◆ Excerpted text
_ _ _ _ _
Ep. 76: From Formula 1 to the Boardroom: Building Trust and High-Performance Teams with Peter Hodgkinson
When I sit down with someone like Peter Hodgkinson, I know we’re going to get into something deeper than surface-level leadership ideas. Peter has spent decades inside some of the highest-pressure environments in the world, Formula 1, Le Mans, the America’s Cup. Places where performance is measured in milliseconds and mistakes are incredibly expensive. But what struck me most in our conversation wasn’t the speed or the stakes. It was how human everything is underneath it all.
Because at the end of the day, whether you’re in Formula 1 or leading a team in a completely different domain, the same questions show up: How do we build trust? How do we perform under pressure without burning out? How do we create environments where people can actually do their best work consistently?
That’s what this conversation became about. And for me, it felt incredibly relevant, not just for the performers and teams I work with, but for anyone trying to lead, perform, or build something meaningful over time.
_ _ _ _ _
◆ Dataset records
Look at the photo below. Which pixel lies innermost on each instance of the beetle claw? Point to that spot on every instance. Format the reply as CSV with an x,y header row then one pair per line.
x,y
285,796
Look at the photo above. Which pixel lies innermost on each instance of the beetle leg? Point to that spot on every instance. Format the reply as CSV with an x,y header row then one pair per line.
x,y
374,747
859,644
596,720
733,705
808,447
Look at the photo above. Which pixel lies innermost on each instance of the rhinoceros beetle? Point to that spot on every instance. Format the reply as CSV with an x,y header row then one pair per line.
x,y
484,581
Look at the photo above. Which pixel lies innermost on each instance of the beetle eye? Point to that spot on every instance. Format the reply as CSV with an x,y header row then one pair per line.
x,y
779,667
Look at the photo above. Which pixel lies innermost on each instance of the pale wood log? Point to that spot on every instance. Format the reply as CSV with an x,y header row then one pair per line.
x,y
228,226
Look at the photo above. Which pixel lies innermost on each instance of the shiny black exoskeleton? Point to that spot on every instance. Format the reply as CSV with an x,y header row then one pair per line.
_ _ _ _ _
Rewrite the podcast episode notes from "Ep. 76: From" to "underneath it all.", using "fractions of a second" in place of "milliseconds".

◆ Result of this task
Ep. 76: From Formula 1 to the Boardroom: Building Trust and High-Performance Teams with Peter Hodgkinson
When I sit down with someone like Peter Hodgkinson, I know we’re going to get into something deeper than surface-level leadership ideas. Peter has spent decades inside some of the highest-pressure environments in the world, Formula 1, Le Mans, the America’s Cup. Places where performance is measured in fractions of a second and mistakes are incredibly expensive. But what struck me most in our conversation wasn’t the speed or the stakes. It was how human everything is underneath it all.